Jonah Goldberg points out that I shouldn't use Fascism to describe our out of control Federal state. Not because it's not true, but because in America the term is not understood properly. So I won't.. Even though they are.
Basically, the answer is that Liberal Fascism was a failure in at least one regard. It was never my intent to make abuse of the F-word a bipartisan affair. The idea was simply that the Left should stop using the word because they don't know what they're talking about and they're looking in the wrong direction in their eternal vigilance for fascism. Conservatism in the Anglo-American tradition has no basis in, or relation to, European fascism. And it is not just slanderous but hypocritical for liberals to hurl the term at conservatives when the fact is American progressivism does share DNA with European fascism. But that doesn't mean we should go around calling liberals fascists.

*INSTRUCTIONS*.
A: Answer these questions about the passage on the word "fascism," one line each, marked (i), (ii), (iii):
(i) Who does the writer say advised against using Fascism to describe the Federal state?
(ii) What does the passage say conservatism in the Anglo-American tradition has no basis in?
(iii) What does the passage say American progressivism shares with European fascism?
B: Can you turn the paragraph of the passage on the word "fascism" that begins "Basically, the answer is" into a short list that keeps its main facts?
C: Could you extend the passage on the word "fascism" by a few sentences, picking up after its final sentence?

*RAW DATA*.
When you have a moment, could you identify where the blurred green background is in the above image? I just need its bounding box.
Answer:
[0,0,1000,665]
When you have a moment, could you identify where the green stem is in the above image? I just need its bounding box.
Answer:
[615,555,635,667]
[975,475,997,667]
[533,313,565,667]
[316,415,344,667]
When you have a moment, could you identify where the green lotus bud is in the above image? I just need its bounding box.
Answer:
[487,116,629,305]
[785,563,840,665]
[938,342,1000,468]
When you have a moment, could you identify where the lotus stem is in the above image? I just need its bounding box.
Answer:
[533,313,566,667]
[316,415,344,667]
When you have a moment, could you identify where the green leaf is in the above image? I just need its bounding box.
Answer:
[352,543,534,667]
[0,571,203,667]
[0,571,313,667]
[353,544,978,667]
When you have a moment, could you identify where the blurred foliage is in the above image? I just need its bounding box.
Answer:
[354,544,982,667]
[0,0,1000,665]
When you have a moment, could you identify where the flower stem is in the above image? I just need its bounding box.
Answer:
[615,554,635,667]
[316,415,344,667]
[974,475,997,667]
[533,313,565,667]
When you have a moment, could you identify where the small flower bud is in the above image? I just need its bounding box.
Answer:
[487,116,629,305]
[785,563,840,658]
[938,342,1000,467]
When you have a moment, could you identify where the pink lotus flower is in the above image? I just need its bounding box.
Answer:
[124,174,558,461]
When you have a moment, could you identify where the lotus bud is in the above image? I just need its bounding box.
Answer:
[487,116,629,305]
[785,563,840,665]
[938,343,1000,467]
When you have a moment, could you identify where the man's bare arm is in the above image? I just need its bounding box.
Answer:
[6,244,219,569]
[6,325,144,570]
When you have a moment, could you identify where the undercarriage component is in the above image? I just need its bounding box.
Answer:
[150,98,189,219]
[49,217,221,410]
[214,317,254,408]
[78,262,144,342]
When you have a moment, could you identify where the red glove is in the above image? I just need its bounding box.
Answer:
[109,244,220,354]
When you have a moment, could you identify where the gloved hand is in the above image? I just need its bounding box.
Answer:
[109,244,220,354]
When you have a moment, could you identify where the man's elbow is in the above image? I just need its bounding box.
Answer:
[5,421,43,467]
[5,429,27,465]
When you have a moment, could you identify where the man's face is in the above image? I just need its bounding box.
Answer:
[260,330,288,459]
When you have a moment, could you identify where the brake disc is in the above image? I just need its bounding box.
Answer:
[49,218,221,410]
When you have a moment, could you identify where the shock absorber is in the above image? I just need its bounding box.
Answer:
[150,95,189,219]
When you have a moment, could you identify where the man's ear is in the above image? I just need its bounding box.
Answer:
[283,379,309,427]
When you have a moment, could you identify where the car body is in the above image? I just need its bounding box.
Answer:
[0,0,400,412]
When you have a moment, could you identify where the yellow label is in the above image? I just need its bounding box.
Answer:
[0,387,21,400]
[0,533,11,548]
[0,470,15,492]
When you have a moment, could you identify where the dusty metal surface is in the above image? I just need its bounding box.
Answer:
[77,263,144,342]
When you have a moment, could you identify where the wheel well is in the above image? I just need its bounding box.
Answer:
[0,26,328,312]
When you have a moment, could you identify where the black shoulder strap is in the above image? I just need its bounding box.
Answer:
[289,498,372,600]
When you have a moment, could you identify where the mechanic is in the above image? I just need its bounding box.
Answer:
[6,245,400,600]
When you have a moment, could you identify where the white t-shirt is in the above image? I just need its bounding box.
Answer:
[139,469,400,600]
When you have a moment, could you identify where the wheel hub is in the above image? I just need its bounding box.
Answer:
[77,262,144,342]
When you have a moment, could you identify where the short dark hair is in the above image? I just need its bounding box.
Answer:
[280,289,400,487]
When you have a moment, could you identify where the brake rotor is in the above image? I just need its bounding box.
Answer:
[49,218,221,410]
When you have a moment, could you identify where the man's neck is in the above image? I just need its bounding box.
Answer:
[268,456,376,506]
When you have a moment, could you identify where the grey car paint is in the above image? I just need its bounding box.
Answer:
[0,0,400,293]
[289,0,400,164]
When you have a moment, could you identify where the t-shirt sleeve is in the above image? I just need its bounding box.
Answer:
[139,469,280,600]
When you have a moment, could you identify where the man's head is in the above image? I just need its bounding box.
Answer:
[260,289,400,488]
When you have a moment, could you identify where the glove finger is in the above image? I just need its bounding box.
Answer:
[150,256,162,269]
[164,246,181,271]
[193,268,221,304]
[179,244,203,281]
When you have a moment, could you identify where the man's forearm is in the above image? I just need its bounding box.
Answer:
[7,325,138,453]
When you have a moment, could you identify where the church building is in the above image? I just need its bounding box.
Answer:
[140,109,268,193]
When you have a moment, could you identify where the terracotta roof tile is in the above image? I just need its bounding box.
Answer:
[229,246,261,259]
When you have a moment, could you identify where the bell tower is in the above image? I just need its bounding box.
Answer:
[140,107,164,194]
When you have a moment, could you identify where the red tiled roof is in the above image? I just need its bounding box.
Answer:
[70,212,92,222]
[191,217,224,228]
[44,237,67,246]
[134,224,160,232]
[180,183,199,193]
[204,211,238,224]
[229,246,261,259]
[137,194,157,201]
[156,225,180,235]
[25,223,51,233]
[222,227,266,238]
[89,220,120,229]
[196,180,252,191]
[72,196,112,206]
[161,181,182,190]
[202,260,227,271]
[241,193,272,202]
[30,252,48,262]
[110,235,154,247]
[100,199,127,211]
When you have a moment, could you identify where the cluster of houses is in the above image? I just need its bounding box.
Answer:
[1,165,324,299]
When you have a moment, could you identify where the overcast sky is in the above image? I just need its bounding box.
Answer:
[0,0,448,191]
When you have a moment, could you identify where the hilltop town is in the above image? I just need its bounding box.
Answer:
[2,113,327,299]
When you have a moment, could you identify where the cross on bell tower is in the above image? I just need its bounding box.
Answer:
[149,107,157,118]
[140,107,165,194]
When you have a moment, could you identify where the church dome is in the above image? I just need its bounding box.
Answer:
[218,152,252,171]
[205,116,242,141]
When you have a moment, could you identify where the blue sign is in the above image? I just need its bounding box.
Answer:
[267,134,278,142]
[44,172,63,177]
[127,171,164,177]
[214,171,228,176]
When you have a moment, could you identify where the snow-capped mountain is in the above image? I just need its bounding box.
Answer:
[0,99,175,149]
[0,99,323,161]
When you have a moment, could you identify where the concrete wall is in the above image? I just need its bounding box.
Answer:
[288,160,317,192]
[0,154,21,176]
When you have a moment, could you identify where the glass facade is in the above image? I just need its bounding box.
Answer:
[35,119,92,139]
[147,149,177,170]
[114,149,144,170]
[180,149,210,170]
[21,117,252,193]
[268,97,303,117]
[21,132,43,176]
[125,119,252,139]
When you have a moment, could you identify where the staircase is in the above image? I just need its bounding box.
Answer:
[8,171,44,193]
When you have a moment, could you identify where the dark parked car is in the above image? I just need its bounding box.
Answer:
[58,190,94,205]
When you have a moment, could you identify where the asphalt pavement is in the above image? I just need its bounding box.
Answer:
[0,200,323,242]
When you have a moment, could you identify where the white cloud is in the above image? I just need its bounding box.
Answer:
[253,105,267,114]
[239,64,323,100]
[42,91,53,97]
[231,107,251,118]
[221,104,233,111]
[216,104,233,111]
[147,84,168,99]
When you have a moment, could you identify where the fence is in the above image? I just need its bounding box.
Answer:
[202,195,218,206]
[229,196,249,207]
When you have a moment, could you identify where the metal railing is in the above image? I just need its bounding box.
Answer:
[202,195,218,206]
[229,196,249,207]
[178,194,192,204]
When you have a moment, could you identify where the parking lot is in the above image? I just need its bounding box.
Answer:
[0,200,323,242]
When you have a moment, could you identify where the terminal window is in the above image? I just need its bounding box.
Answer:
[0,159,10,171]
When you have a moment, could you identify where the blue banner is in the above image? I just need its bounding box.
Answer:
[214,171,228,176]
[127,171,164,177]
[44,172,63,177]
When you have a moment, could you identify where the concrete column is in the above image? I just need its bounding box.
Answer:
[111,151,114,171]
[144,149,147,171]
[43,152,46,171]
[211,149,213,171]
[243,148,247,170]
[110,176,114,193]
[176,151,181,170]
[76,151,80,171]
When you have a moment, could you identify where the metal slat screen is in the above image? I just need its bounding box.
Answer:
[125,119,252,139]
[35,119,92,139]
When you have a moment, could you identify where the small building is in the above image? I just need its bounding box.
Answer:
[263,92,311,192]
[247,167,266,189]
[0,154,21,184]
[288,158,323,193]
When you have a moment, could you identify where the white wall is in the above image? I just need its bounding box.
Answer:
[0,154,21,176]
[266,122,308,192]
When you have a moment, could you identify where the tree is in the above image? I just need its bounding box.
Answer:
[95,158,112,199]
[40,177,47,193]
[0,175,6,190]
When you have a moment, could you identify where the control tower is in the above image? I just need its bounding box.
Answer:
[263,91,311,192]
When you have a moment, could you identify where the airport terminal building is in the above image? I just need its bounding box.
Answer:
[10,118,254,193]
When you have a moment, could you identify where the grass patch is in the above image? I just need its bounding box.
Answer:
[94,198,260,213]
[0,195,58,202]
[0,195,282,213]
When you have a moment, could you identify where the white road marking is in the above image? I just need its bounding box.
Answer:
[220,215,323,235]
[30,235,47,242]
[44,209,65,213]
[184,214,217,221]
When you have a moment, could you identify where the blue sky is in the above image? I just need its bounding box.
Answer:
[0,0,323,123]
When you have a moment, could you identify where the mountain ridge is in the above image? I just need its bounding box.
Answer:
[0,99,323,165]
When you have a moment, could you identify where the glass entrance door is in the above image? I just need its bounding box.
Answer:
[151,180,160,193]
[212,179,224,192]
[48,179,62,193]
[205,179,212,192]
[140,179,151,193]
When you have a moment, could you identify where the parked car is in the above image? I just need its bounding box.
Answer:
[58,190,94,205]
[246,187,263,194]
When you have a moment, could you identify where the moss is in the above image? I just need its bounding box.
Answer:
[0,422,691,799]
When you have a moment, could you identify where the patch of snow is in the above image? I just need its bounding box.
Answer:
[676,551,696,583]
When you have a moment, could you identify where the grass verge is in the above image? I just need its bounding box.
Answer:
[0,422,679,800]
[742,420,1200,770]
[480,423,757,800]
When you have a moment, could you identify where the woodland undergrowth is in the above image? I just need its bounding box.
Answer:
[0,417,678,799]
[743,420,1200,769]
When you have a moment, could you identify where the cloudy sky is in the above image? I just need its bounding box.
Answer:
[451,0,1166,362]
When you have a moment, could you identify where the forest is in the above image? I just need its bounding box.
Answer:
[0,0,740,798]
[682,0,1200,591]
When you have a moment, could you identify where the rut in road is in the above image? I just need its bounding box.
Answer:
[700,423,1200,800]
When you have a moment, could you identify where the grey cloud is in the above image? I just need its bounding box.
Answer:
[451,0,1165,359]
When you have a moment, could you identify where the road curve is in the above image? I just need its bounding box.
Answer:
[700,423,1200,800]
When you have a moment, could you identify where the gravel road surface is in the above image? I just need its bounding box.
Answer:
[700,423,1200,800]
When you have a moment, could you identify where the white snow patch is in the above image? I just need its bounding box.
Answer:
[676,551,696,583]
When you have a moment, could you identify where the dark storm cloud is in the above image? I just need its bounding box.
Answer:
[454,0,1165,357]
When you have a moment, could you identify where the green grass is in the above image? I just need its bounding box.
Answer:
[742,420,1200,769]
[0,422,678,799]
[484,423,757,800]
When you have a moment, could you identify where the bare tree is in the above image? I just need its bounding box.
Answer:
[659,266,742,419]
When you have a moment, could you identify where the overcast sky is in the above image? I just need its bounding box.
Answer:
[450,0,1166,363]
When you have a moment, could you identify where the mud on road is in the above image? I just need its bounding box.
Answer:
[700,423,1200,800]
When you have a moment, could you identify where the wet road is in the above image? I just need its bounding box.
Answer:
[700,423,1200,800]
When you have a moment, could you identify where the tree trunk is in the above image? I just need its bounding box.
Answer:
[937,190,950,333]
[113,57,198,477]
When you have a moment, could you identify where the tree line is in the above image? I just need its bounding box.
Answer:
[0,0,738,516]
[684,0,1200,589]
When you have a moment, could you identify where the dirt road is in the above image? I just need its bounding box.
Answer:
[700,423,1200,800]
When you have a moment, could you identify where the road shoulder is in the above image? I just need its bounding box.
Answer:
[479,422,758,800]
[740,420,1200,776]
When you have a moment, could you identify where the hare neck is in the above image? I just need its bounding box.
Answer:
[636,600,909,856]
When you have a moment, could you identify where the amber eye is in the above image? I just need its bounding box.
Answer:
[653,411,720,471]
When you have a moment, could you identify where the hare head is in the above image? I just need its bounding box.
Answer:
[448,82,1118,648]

*ANSWERS FOR THE TASKS*.
A:
(i) Jonah Goldberg
(ii) European fascism
(iii) DNA

B:
- Liberal Fascism was a failure in at least one regard.
- Its intent was never to make abuse of the F-word a bipartisan affair.
- The aim was for the Left to stop using the word, because they don't know what they're talking about and are looking in the wrong direction for fascism.
- Anglo-American conservatism has no basis in, or relation to, European fascism.
- Liberals calling conservatives fascists is slanderous and hypocritical, since American progressivism shares DNA with European fascism.
- That still doesn't mean liberals should be called fascists.

C:
We shouldn't do it because it's rarely true or appropriate, but we also shouldn't do it because most Americans are sufficiently ignorant about the nature of fascism to make conservatives hurling the term sound crazy or extreme. It's counterproductive. The irony for me is that my critics on the left insist that the whole point of the book was to call liberals fascists. It really wasn't, which is why it failed in at least one regard.
So, yes, I could absolutely have written today's column about the similarities between Obama's fantasy of a militarized America and fascist doctrine (Mussolini described the exact same thing as the "socialism of the trenches"!). But, as George H.W. Bush used to say, that wouldn't be prudent. And prudence, unlike fascism, is at the heart of conservatism.